▸ AUFGABE
Schreib den Bericht über die Pilgerreise nach Herznach und Oberzeihen weiter, direkt im Anschluss an seinen letzten Satz.

▸ VORLIEGENDER TEXT
⟨
Einziger «Sparsarg» in der Schweiz

Gastrecht genossen die Reisenden anschliessend in der Kirche Herznach. Die St. Nikolauskirche mit Pfarrhaus und Beinhaus wurde in drei Epochen erbaut. Der Käsbissenturm ist spätgotisch, das Langhaus mit den Stuckaturen von Giovanni Giacomo Neurone ist von 1691 bis 1692 datiert, und der kuppelbedeckte Ovalchor wurde von Johann Pfeiffer in den Jahren 1718 bis 1719 hinzugefügt. Die Malereien in der Kuppel sind das Werk von J. A. Wieland und F. A. Giorgioli. Das Beinhaus beherbergt eine Besonderheit: einen Josefinischen «Sparsarg», ein wiederverwendbarer Sarg, der konstruiert wurde, um Holz zu sparen. Es handelt sich um das einzige Exemplar in der Schweiz und wurde wohl nie benutzt. 

Der Sparsarg im Beinhaus der Nikolauskirche wurde eingehend begutachtet. | Foto: Werner Rolli

Aussen Holzschopf, innen Kapelle

Nach kurzer Mittagsrast ging die Reise weiter zur Eichkreuzkapelle in Oberzeihen. Wer nicht um die Bedeutung des Ortes weiss, könnte glatt daran vorbeigehen. Aussen ein eher unscheinbarer Holzschuppen, offenbaren sich im Innern ein steinernes Kreuz mit goldener Jesusfigur. Dieses wurde vom Maurer Johann Wendelin 1874 erbaut, aus Dankbarkeit, dass er nach einem Unfall wieder gesund wurde. Der vordere Teil der Kapelle mit dem Kreuz ist überdacht, jedoch nach drei Seiten hin offen. Neben dem Kreuz stehen zwei Bildstöcke, die den Gekreuzigten sowie Jesus am Ölberg zeigen.

Süssmost vor der Josefskapelle

«Ankommen heisst erwartet werden!» So sagt eine alte Pilgerweisheit. Und so bleibt Bernhard Lindner auch dieser Moment in besonderer Erinnerung: «Auf dem mit Sonnenblumen geschmückten Brunnen vor der Josefskapelle in Oberzeihen stand ein grosser Glasballon voll frisch gepresstem Süssmost.» Empfangen wurden die Pilgerreisenden von Priska Hauser, der Sakristanin, während ihre Enkelin durstigen Pilgerinnen und Pilgern ein Glas Most einschenkte.
⟩
[Einträge aus einem Datensatz]
⟨
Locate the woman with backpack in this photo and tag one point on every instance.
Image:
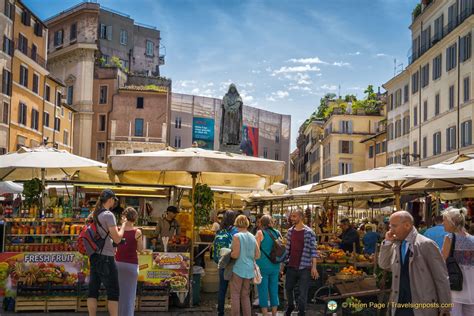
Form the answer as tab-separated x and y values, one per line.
223	239
127	262
103	268
269	269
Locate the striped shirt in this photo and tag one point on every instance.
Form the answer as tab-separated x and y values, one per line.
309	249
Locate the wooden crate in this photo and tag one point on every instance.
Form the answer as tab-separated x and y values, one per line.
62	304
153	303
82	304
23	304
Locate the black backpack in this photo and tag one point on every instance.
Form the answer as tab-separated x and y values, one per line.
454	271
278	249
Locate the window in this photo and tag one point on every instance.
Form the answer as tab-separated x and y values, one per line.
451	138
345	168
123	37
425	147
103	94
34	52
415	150
47	93
451	97
26	18
406	93
23	44
102	122
149	48
425	111
345	147
73	32
7	46
437	104
345	127
34	119
22	114
139	127
70	95
414	82
437	143
5	113
24	76
451	57
38	29
466	89
139	102
58	38
437	62
9	10
101	151
465	47
46	119
6	82
66	138
425	75
35	83
466	133
57	124
177	141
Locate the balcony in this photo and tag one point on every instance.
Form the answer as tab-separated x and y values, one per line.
31	53
417	52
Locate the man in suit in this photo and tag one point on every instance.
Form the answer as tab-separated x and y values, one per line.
419	274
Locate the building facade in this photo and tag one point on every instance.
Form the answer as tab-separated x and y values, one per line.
198	119
430	108
87	37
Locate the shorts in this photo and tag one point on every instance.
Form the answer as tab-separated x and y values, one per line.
103	271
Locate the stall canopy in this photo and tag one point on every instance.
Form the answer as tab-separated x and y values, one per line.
50	164
216	169
397	179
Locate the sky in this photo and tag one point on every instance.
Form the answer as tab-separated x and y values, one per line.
283	55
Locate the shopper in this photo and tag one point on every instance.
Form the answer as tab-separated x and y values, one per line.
245	251
419	274
437	232
454	221
270	271
223	239
127	262
300	262
103	269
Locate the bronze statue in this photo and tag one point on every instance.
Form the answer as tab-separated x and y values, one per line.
231	121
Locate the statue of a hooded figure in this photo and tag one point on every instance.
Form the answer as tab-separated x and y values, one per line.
231	121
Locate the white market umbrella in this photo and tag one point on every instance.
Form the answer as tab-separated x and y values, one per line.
10	187
395	178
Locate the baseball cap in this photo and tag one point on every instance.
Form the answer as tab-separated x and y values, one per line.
107	194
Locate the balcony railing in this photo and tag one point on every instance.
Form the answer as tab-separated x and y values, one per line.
28	51
414	53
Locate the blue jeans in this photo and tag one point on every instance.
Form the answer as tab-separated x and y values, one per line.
223	284
269	285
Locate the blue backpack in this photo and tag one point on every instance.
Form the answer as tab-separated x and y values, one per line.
223	239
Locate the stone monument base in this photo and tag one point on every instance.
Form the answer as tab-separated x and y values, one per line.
235	149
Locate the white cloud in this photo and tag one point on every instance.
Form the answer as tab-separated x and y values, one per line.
310	61
329	87
305	68
340	64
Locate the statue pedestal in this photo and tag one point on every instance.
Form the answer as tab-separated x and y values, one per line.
235	149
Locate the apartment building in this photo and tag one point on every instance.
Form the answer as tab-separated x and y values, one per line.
197	119
86	37
430	106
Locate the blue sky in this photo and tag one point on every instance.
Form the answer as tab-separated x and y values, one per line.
283	55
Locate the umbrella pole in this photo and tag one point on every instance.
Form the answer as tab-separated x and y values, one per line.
191	277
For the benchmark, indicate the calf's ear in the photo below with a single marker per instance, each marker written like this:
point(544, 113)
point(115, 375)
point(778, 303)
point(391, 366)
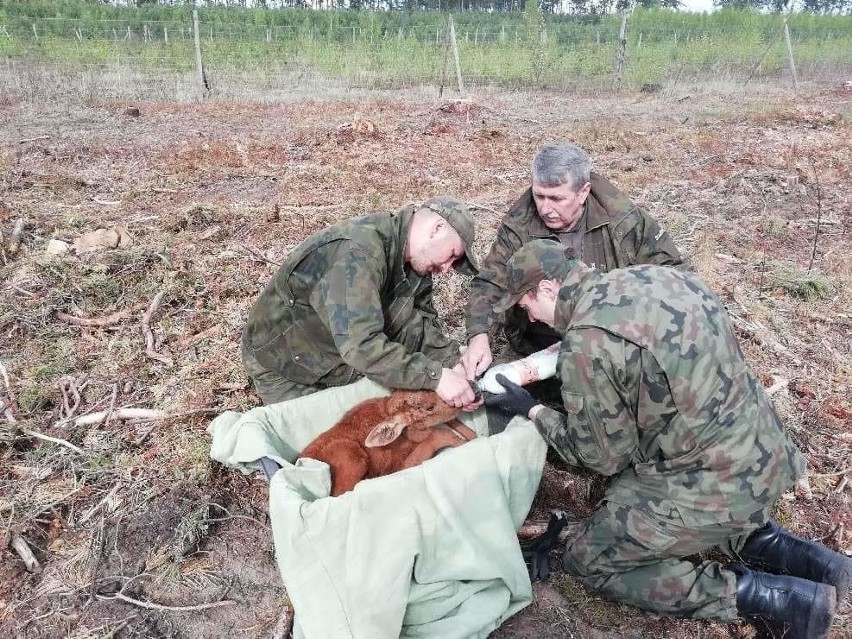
⟩
▸ LÖSUNG
Der Wallfahrtsleiter erzählt

Die sechste Kapellenwanderung endete in Hornussen, wo die Lourdes-Grotte und die Kirche St. Mauritius auf dem Programm standen. Die Kirche wird 1302/1304 im Pfarreiverzeichnis des Bistums Basel erstmals genannt und ist heute noch Ausgangspunkt der jährlichen Wallfahrt ins Todtmoos. Charly Herzog organisiert diese Pilgerreise seit 20 Jahren. Es war spannend, seinem Vortrag, aber auch seinen Anekdoten, zuzuhören. Der Tag endete mit einem Apéro, gespendet von der Kirchgemeinde Hornussen.

Charly Herzog bei der Josefskapelle in Oberzeihen. | Foto: Werner Rolli

Freude über viele Teilnehmer

Alles in allem endete so ein rundum gelungener Anlass. Linus Hüsser freute sich besonders über die 50 Teilnehmer, viele von ihnen aus der Region Baden: «Es zeigte sich, dass trotz der herrschenden Corona-Massnahmen eine solche Veranstaltung mit Erfolg durchgeführt werden kann.» Viele Kapellenwanderer zeigten sich dankbar, Kapellen besuchen zu dürfen, die normalerweise verschlossen sind oder auf ihnen bislang unbekannte Orte der Besinnung aufmerksam gemacht zu werden.

Alleine hätte man diese Wanderung kaum in Angriff genommen, war zu hören. Während der Marsch für manche etwas anstrengender war als erwartet, meinte ein erfahrener Wanderer, er wäre gerne schneller marschiert. Doch waren alle voll des Lobes. Geschätzt wurden die Lieder, die stillen Momente und die Hintergrundinformationen. Am meisten beeindruckte offenbar die Eichholzkapelle, die in ihrer Schlichtheit doch ein besonderer Ort ist.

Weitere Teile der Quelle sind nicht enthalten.